*** DATA SUPPLIED ***

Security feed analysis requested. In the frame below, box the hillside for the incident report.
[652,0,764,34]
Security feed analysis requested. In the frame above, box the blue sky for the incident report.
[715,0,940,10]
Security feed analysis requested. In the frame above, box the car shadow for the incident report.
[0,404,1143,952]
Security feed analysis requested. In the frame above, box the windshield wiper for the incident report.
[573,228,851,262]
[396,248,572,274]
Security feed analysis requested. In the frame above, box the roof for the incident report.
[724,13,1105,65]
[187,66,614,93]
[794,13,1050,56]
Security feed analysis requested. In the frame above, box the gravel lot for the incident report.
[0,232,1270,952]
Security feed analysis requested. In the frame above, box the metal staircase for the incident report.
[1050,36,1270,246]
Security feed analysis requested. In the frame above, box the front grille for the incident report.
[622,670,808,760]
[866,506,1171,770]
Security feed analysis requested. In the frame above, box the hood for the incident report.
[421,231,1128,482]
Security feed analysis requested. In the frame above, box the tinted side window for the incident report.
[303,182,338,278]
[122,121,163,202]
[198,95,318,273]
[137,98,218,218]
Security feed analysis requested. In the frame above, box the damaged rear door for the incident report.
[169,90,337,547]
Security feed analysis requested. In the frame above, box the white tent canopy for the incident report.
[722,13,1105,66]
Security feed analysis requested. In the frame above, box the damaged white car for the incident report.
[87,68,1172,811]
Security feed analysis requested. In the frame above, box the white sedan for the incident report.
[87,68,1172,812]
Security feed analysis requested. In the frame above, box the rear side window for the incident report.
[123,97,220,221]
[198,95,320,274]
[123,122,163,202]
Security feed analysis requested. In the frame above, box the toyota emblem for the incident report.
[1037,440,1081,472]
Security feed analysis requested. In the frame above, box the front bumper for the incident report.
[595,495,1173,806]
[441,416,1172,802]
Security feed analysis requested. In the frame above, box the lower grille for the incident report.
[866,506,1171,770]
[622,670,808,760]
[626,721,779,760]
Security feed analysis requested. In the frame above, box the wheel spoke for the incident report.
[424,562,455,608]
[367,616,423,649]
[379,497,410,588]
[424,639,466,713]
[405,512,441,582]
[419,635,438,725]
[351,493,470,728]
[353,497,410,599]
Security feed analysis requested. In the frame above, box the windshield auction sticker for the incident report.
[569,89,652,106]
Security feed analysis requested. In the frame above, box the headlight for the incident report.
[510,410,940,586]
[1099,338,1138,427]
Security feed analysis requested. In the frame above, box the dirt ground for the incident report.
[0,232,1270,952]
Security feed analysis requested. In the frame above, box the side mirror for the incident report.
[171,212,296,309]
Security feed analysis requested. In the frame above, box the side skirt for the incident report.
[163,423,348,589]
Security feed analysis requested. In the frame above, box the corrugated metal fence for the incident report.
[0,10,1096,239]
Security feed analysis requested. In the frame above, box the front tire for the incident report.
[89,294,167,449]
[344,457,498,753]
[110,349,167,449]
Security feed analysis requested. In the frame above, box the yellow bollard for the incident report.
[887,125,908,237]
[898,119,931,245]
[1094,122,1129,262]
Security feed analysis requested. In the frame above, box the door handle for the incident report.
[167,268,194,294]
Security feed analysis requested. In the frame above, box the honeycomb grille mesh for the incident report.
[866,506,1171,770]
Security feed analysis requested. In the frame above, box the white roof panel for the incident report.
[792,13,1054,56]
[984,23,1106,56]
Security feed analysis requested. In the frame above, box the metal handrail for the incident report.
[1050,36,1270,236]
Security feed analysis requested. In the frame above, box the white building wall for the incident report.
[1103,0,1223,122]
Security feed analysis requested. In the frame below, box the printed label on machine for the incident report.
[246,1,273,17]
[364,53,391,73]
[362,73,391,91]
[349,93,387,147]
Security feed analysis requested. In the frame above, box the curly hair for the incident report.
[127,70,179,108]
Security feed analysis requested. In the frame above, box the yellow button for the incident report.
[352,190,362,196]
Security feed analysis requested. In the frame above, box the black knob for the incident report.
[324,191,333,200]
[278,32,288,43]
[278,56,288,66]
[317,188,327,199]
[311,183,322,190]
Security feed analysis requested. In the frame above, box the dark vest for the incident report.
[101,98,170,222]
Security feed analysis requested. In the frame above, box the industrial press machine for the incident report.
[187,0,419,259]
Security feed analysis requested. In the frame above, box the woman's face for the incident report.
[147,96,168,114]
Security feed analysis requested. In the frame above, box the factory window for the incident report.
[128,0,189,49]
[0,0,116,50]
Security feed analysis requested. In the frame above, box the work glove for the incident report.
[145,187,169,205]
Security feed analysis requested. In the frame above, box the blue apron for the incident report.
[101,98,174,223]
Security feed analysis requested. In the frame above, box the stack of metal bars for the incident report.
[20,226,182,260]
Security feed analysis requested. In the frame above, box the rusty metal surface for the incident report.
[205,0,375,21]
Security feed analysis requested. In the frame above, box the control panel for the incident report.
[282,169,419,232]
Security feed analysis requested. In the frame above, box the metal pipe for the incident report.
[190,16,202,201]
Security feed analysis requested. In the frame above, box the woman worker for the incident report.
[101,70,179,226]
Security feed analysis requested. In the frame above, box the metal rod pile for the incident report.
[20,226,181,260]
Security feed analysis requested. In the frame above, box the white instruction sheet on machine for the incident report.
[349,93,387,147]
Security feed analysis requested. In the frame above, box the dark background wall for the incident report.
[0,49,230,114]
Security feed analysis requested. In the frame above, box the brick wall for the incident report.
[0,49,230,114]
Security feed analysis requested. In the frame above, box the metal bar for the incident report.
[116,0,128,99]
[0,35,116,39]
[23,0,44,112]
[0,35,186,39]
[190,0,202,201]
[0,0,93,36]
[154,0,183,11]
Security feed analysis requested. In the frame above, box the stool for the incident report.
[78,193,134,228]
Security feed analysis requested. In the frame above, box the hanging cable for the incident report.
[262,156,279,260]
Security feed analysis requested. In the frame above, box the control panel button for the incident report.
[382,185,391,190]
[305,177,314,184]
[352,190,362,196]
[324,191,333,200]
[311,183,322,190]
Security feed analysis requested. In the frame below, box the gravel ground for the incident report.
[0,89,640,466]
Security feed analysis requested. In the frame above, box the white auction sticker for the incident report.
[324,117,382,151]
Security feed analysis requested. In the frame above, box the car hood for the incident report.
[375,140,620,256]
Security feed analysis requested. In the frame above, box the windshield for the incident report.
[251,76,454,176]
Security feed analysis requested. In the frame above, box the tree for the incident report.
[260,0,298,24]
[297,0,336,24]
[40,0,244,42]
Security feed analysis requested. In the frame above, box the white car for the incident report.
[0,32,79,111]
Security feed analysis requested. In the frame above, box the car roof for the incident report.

***

> SET TASK:
Can you retype all of the data above, word for word, without changing anything?

> REPLY TO THE TASK:
Security feed analysis requested. In the frame below, box the hillside for the incident report.
[652,0,764,34]
Security feed analysis requested. In the frame above, box the blue sky for the incident report.
[715,0,940,10]
Security feed analysis requested. In the frame above, box the car shadow for the incident report.
[0,404,1143,952]
Security feed analysis requested. In the frame above, box the windshield wiper for the incident report.
[573,228,851,262]
[396,248,572,274]
Security feed analysis requested. In the frame above, box the roof for the incident report.
[724,13,1105,65]
[187,66,614,93]
[794,13,1050,56]
Security feed analysis requested. In the frame above, box the gravel lot for the incident report.
[0,232,1270,952]
Security feed analysis requested. In the frame above, box the metal staircase for the incident report.
[1050,36,1270,246]
Security feed analysis requested. In the frame above, box the front grille for the incident report.
[622,670,808,760]
[866,506,1171,770]
Security feed analysis requested. In the frame above, box the hood for the incident report.
[421,231,1128,482]
Security feed analysis requested. In the frame above, box the tinted side window for the incident report.
[303,182,338,278]
[122,121,163,202]
[198,95,318,273]
[137,98,218,218]
Security feed analysis requested. In the frame above, box the damaged rear door for the incident report.
[169,90,337,547]
Security feed analysis requested. In the frame above, box the white tent canopy for the incident report.
[722,13,1105,66]
Security feed analysis requested. In the frame above, box the damaged white car for the incident report.
[87,68,1172,811]
Security feed analysis requested. In the frame above, box the white sedan for the incident report.
[87,68,1172,812]
Security feed analysis requested. In the frame above, box the rear side window for the incident report.
[123,97,220,221]
[198,95,320,274]
[123,122,163,202]
Security feed analysis requested. In the frame above, box the toyota emblem for the incident report.
[1037,440,1081,472]
Security feed analysis requested. In the frame above, box the front bumper for the incident report.
[595,495,1173,806]
[441,416,1172,802]
Security feed analysis requested. In the frame above, box the lower grille for the incident report.
[866,506,1171,770]
[622,670,808,760]
[626,721,779,760]
Security feed analysis requested. In the frame above, box the wheel spoke for the incident report.
[424,562,455,608]
[367,616,423,649]
[379,497,410,588]
[424,639,466,713]
[405,512,441,582]
[419,635,438,725]
[351,493,470,728]
[353,497,410,599]
Security feed analysis requested. In the frame above, box the windshield auction sticker for the incident report.
[569,89,652,106]
Security feed analysis requested. In the frame above, box the headlight for the incident report.
[510,410,940,586]
[1099,338,1138,427]
Security feed analysis requested. In the frame above, box the dirt ground for the incident report.
[0,232,1270,952]
Security feed analysis requested. In the frame above, box the side mirror for the incident report.
[171,212,296,309]
Security feed analysis requested. In the frame above, box the side skirt for the incident report.
[163,423,348,589]
Security feed analysis requested. In the frame above, box the corrugated metal fence for the incident report.
[0,10,1096,239]
Security feed analysis requested. In the frame above, box the front tire for the incident report.
[89,294,167,449]
[344,457,498,753]
[110,349,167,449]
Security feed analysis requested. In the frame above, box the yellow bollard for the incident report.
[887,125,908,237]
[898,119,931,245]
[1094,122,1129,262]
Security feed analysis requested. In the frame above, box the door handle for the incident report.
[167,268,194,294]
Security feed analysis requested. In the frame above, box the honeycomb grille mesh for the incident report.
[866,506,1171,770]
Security feed analysis requested. In the frame above, box the white roof panel for the incident report.
[792,13,1054,56]
[984,23,1106,56]
Security feed analysis requested. In the frame above, box the metal handrail for the incident report.
[1050,36,1270,236]
Security feed analysis requested. In the frame above, box the white building wall for the incident report.
[1103,0,1223,122]
Security feed analysis requested. In the frame below, box the printed label on machine for the incident report.
[246,1,273,17]
[364,53,391,73]
[362,73,391,91]
[349,93,387,147]
Security feed analysis requested. In the frame above, box the curly hair for the incident report.
[127,70,179,108]
Security feed analysis requested. In the frame above, box the yellow button for the incident report.
[352,190,362,196]
Security feed analysis requested. In the frame above, box the black knob for the incident report.
[324,191,333,200]
[278,32,288,43]
[278,56,288,66]
[317,188,327,199]
[311,183,322,190]
Security feed analysis requested. In the frame above, box the dark vest for the incident report.
[101,98,170,222]
Security feed analysis requested. In the frame above, box the industrial press machine for the incident report.
[187,0,419,259]
Security feed analysis requested. In the frame above, box the woman's face for the incident report.
[147,96,168,114]
Security feed analysis requested. In the frame above, box the factory window for the incident report.
[128,0,189,49]
[0,0,116,50]
Security feed analysis requested. In the frame above, box the work glove for the incident report.
[145,187,169,205]
Security feed analysis requested. In the frame above, box the blue apron for the incident report.
[101,98,174,223]
Security feed analysis requested. In the frame above, box the stack of metal bars for the incident report.
[20,226,182,260]
Security feed analysis requested. In the frame above, box the rusty metal surface for the incident report.
[205,0,375,21]
Security feed analysis requested. In the frame above, box the control panel for the incident report.
[282,169,419,232]
Security feed analysis requested. In the frame above, box the metal pipe for the incident report.
[190,16,202,201]
Security feed analysis requested. In the frame above, box the woman worker for the incident report.
[101,70,179,226]
Security feed analysis requested. In the frame above, box the metal rod pile for the incident report.
[20,226,181,260]
Security feed analysis requested. In the frame above, box the white instruction sheet on machine for the incident report.
[349,93,387,147]
Security feed analysis requested. In the frame above, box the dark background wall for the incident report.
[0,49,230,114]
Security feed analysis requested. In the frame above, box the brick wall for the incident report.
[0,49,230,114]
Security feed analysis requested. In the frame above, box the metal bar for the incident report.
[116,0,128,99]
[0,35,116,39]
[23,0,44,112]
[0,35,186,39]
[190,0,202,201]
[0,0,93,36]
[154,0,183,11]
Security feed analysis requested. In the frame above, box the stool for the incident report.
[78,193,134,228]
Security feed analysis requested. In the frame above, box the hanging cable for the incident report.
[262,156,279,260]
Security feed analysis requested. In the frame above, box the control panel button for the incident report.
[382,185,391,190]
[305,177,314,184]
[352,190,362,196]
[324,191,333,200]
[311,183,322,190]
Security feed analysis requested. In the frame below, box the gravel ground for the incident report.
[0,89,640,466]
Security feed analysis requested. In the frame above, box the white auction sticker for the incident report.
[324,117,382,151]
Security feed analysis requested. In the frame above, box the car hood for the incident report.
[375,140,620,256]
Security feed analysis requested. In the frame above, box the windshield for the incident report.
[251,76,454,176]
Security feed analysis requested. In the frame above, box the tree for the incident report.
[260,0,298,24]
[297,0,336,24]
[40,0,244,42]
Security feed analysis requested. In the frame above, box the white car for the incident report.
[0,32,79,111]
Security feed analysis requested. In the frame above, box the car roof for the incident report.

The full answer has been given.